= Prompt =
Reproduce all of the data below without alteration; exclude every picture.

Saved data entries:
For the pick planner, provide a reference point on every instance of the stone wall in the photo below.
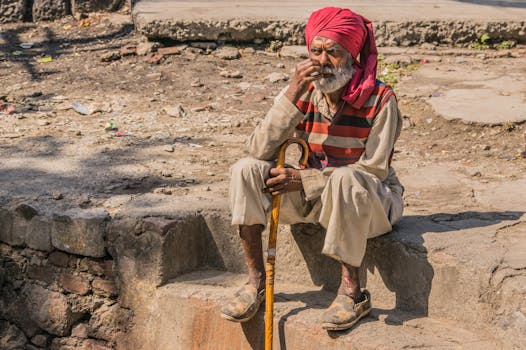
(58, 285)
(45, 10)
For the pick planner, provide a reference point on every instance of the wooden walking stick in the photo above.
(271, 252)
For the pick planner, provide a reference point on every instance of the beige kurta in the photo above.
(352, 202)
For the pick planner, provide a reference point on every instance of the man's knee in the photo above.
(249, 167)
(345, 176)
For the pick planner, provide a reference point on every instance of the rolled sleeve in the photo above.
(277, 126)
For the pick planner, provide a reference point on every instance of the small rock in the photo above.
(57, 195)
(110, 56)
(294, 51)
(128, 50)
(401, 60)
(153, 58)
(227, 53)
(164, 135)
(204, 45)
(228, 74)
(80, 331)
(275, 77)
(154, 76)
(428, 46)
(173, 50)
(202, 108)
(145, 48)
(196, 83)
(168, 148)
(82, 108)
(40, 340)
(175, 111)
(244, 85)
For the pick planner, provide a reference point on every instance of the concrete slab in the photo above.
(383, 10)
(185, 314)
(400, 23)
(472, 90)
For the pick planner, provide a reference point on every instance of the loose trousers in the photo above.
(353, 206)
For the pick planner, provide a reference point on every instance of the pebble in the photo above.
(244, 85)
(275, 77)
(204, 45)
(228, 74)
(175, 111)
(145, 48)
(166, 173)
(57, 195)
(228, 53)
(401, 60)
(165, 135)
(294, 51)
(110, 56)
(196, 83)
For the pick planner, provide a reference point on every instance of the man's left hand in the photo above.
(283, 180)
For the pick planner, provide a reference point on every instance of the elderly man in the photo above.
(350, 121)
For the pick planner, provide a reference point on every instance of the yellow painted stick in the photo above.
(271, 253)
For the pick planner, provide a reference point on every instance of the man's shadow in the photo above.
(399, 258)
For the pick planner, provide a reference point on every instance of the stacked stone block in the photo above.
(46, 10)
(58, 286)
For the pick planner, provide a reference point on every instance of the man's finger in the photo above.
(276, 180)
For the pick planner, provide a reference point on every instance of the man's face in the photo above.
(335, 62)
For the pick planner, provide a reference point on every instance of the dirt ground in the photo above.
(179, 125)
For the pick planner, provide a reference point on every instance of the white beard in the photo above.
(341, 76)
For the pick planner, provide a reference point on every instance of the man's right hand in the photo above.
(302, 79)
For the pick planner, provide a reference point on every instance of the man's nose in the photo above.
(324, 59)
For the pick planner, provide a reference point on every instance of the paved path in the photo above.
(296, 9)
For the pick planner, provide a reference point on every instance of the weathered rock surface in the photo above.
(47, 10)
(50, 310)
(11, 337)
(12, 10)
(81, 7)
(80, 232)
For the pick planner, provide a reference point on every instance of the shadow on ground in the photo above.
(500, 3)
(52, 45)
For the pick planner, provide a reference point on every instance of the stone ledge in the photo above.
(387, 33)
(193, 302)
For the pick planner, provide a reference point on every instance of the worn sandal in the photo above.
(343, 313)
(243, 305)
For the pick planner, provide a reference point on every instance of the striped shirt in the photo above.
(338, 141)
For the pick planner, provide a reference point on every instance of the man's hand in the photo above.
(302, 79)
(283, 180)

= Task solution =
For the pick planner, provide a reference point on every instance of the stone wall in the photo below.
(58, 285)
(45, 10)
For the pick planner, provide a reference point on every instance of the wooden walking stick in the photo above.
(271, 252)
For the pick planner, provide a reference point on every instance of the beige kurta in the photo above.
(352, 202)
For the pick planner, provide a reference point on every instance of the man's knee in the photo above.
(249, 167)
(345, 176)
For the pick planner, provide a reference point on every instance of the rolled sleeve in the photo above.
(277, 126)
For the pick planner, provide a reference point on every instance of the small rock in the photo above.
(57, 195)
(110, 56)
(294, 51)
(128, 50)
(401, 60)
(153, 58)
(227, 53)
(164, 135)
(204, 45)
(228, 74)
(80, 331)
(275, 77)
(154, 76)
(428, 46)
(173, 50)
(202, 108)
(145, 48)
(196, 83)
(168, 148)
(82, 108)
(40, 340)
(175, 111)
(244, 85)
For the pick planner, provide a reference point on every instance of the concrete slab in the photo above.
(383, 10)
(185, 314)
(400, 23)
(472, 90)
For the pick planner, provide a reference point on every instance of the loose trousers in the photo above.
(353, 206)
For the pick planner, provide a reference point on every instance of the pebble in the photo above.
(244, 85)
(275, 77)
(204, 45)
(228, 74)
(175, 111)
(145, 48)
(166, 173)
(57, 195)
(228, 53)
(401, 60)
(165, 135)
(294, 51)
(110, 56)
(196, 83)
For the pick planner, provide a reference point on every instance of the man's left hand in the photo above.
(283, 180)
For the pick planner, provide a reference point on every instance of the elderly man in the photo above.
(350, 121)
For the pick planner, provide a reference point on every instance of the yellow painted stick in the photo above.
(271, 253)
For the pick planner, provide a reference point on every instance of the man's shadow in the photo above.
(399, 258)
For the pick planner, provide a reference point on every instance of the stacked stone block in the photo above.
(46, 10)
(58, 286)
For the pick planner, provide a reference point on every instance of the man's finger in the photo above.
(276, 180)
For the pick planner, provide a reference point on every instance of the man's face in the photo above.
(335, 62)
For the pick planner, provide a reference point on every instance of the dirt ground in the photo above.
(179, 125)
For the pick planner, provide a reference point on every instance of the white beard in the photo above.
(341, 76)
For the pick planner, provide a reference point on every instance of the man's right hand in the photo above.
(302, 79)
For the pick planner, provide a reference point on every instance of the man's nose in the photo above.
(324, 59)
For the pick planner, provide a reference point on every instance of the paved path in the photo above.
(296, 9)
For the pick planner, provide a reference point on every instance of the weathered rock surface in the photo above.
(47, 10)
(50, 310)
(11, 337)
(12, 10)
(81, 7)
(80, 232)
For the pick planner, provide a reference point on every instance of the shadow on ground in the photo above.
(500, 3)
(52, 45)
For the pick planner, provide a reference point on every instance of the stone ledge in the photo above.
(387, 33)
(193, 302)
For the pick planner, provide a reference point on every instance of the worn sandal in the photo above.
(343, 313)
(243, 305)
For the pick planner, provide a reference point on every instance of the striped shirt in the photo above.
(338, 141)
For the pick planner, provide a reference point on every instance of the man's hand in the photo above.
(302, 79)
(283, 180)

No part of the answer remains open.